Entries taken from a collection

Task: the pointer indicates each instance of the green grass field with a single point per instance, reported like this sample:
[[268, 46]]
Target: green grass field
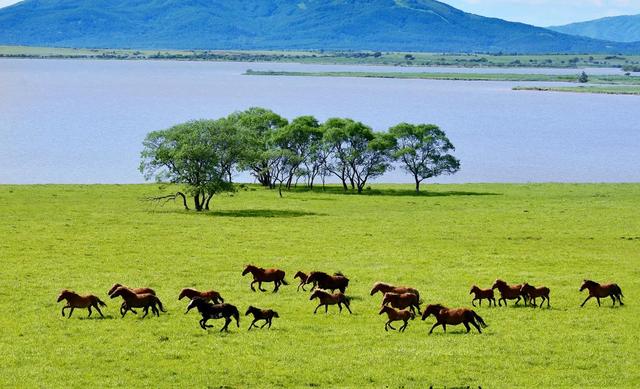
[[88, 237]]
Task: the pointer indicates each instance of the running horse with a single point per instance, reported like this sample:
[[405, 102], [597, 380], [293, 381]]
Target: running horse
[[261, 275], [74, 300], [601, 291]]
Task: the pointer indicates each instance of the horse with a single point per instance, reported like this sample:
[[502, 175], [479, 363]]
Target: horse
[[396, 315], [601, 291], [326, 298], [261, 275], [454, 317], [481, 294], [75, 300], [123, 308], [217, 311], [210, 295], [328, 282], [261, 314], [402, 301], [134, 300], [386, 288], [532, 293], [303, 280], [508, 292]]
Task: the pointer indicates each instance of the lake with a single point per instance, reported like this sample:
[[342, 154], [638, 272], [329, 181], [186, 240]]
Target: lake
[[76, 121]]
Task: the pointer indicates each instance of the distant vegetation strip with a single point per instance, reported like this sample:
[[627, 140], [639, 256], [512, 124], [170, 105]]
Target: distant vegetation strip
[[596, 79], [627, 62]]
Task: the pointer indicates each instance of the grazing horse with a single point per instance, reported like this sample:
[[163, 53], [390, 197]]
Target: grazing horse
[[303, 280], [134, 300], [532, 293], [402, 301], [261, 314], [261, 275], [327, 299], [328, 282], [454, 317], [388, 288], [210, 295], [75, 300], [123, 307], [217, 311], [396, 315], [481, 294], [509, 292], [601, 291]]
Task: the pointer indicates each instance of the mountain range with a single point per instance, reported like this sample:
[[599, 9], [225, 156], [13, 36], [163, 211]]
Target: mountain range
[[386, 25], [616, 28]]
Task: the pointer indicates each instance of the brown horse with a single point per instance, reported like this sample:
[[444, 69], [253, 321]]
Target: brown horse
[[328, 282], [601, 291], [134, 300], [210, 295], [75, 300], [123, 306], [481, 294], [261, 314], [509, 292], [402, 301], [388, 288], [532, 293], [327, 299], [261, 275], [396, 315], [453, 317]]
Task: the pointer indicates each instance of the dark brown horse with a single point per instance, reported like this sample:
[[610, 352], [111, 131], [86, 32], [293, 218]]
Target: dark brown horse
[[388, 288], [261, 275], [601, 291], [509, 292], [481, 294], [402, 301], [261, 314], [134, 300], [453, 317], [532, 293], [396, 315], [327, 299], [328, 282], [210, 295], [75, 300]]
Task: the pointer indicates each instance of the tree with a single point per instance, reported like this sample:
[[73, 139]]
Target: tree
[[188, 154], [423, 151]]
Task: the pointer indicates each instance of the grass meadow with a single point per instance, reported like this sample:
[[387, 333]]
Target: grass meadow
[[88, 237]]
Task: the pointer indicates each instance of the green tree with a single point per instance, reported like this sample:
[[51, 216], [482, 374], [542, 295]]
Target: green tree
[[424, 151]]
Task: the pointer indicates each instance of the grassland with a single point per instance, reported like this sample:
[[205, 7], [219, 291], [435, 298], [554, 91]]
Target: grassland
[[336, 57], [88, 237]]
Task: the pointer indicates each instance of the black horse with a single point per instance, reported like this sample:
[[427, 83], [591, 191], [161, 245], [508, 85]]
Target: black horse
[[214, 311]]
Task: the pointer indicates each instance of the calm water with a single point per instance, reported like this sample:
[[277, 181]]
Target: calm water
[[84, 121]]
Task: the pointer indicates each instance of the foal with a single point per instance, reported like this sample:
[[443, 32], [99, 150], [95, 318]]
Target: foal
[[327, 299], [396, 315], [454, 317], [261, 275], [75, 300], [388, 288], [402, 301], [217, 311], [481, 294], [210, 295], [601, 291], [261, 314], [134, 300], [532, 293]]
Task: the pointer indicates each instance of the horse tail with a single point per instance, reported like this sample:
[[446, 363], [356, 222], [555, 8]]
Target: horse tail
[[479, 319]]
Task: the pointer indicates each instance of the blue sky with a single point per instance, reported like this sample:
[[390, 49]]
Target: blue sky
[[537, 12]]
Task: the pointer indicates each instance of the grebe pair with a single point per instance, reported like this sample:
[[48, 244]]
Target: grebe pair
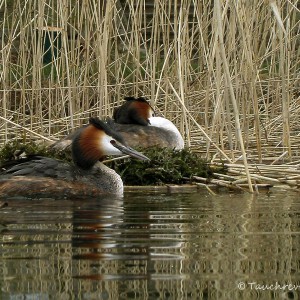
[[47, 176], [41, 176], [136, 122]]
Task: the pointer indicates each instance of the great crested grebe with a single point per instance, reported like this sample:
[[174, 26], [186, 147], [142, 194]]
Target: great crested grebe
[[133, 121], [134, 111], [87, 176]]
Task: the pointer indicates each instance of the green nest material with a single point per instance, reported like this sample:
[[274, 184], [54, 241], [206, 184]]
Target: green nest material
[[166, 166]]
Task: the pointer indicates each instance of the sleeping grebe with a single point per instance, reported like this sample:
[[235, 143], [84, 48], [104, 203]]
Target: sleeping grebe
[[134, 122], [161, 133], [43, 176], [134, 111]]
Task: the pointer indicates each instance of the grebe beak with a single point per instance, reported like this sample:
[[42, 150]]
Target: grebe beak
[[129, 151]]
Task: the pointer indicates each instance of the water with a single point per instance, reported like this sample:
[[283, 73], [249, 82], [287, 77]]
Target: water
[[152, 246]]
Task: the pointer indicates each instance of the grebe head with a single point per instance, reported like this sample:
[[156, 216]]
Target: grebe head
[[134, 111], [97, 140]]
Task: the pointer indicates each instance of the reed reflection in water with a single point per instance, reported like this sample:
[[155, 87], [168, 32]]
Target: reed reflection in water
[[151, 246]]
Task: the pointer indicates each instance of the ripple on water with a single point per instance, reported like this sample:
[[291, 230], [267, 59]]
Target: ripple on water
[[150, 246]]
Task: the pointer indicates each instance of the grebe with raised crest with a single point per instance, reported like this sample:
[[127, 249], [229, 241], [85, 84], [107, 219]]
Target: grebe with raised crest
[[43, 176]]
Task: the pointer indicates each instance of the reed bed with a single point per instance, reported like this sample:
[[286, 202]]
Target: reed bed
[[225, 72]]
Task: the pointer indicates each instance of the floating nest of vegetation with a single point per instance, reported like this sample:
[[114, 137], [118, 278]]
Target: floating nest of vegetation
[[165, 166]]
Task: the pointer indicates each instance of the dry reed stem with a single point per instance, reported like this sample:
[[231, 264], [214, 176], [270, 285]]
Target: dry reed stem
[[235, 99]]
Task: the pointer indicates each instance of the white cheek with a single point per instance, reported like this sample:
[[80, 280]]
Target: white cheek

● **The problem**: For each line in the data that holds the word "white", copy the line.

● **Result of this task**:
Task: the pointer indicates each instance of the white cheek with a single point per instance, reported like this sample:
Target: white cheek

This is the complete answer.